* _Records for processing_:
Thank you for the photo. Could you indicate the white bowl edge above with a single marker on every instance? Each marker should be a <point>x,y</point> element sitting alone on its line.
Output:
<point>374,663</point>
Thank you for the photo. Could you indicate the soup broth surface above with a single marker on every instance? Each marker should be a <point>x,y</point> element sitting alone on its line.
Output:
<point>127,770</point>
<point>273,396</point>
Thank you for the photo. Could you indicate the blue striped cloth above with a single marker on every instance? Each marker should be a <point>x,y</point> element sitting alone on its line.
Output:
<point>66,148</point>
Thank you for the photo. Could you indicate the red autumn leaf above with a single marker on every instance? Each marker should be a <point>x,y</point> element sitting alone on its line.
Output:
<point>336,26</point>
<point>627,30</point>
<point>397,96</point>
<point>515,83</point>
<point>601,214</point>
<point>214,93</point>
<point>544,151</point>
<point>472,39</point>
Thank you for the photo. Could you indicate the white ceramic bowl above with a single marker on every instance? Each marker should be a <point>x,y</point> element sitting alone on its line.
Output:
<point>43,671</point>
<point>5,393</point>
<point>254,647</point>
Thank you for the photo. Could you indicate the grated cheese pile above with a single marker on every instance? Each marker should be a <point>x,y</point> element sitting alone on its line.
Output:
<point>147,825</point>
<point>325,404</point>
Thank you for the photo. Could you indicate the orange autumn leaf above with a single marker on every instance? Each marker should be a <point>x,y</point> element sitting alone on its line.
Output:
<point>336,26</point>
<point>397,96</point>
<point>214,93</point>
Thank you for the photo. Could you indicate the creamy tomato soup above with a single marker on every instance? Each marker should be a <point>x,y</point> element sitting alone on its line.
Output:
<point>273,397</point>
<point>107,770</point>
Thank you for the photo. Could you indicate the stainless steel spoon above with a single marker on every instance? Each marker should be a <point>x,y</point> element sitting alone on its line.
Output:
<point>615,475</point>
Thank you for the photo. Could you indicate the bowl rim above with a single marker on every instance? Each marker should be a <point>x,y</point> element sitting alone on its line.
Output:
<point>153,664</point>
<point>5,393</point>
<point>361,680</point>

* _Brief_: Could you copy every line of the items above, keeping each one unchanged?

* _Output for this exercise_:
Thank you for the photo. Could you indicate the white bowl edge above with a single marker on every instance? Each marker should be a <point>x,y</point> element sitting alone on its line.
Output:
<point>374,663</point>
Thank you for the photo. Could you indicate the soup broth surface above with a single marker on every instance? Each marker should be a <point>x,y</point> element sitting alone on its line.
Output:
<point>127,770</point>
<point>273,396</point>
Thank you for the photo. Could you indicate the blue striped cloth above with a single marker on every instance? Each marker should be a <point>x,y</point> element sitting alone on its line.
Output:
<point>66,148</point>
Thank you for the photo. Could you indicate the red autumn leaf above with a single marker on every instance? Each marker should be a <point>x,y</point> element sitting alone on its line.
Output:
<point>336,26</point>
<point>627,30</point>
<point>397,96</point>
<point>515,83</point>
<point>601,214</point>
<point>214,93</point>
<point>544,151</point>
<point>472,39</point>
Thank you for the photo. Could you indicate the white ceramic bowl above with a single marker on every instance? Each marker should be a <point>x,y</point> element sitting alone on its line.
Output:
<point>43,671</point>
<point>5,393</point>
<point>254,647</point>
Thank you for the photo. Could you indicate the grated cheese pile above with a single marker on every instance? Each marker should be a <point>x,y</point> element sitting alone on its line.
Output:
<point>147,825</point>
<point>325,404</point>
Thank you for the photo. Could you indicate the orange autumn leaf above with a single marker on every instance? Each marker should be a <point>x,y</point> element sitting alone on its line.
Output:
<point>336,26</point>
<point>397,96</point>
<point>214,93</point>
Thank you for the photo. Could you indicate the creamy tomato soup above with a single marker on every instance? Each marker should be a <point>x,y</point> element sitting alone on its line.
Output:
<point>273,397</point>
<point>107,770</point>
Thank you for the photo. Could you indicate the stainless steel spoon above with a single marker on every instance? Each marker should be a <point>x,y</point> element sitting alone on its line.
Output:
<point>615,475</point>
Thank you for the photo. Could you indicate the bowl rim above with a single marker on every instance? Each marker should be a <point>x,y</point> element sitting alone on its line.
Output:
<point>153,664</point>
<point>5,393</point>
<point>361,680</point>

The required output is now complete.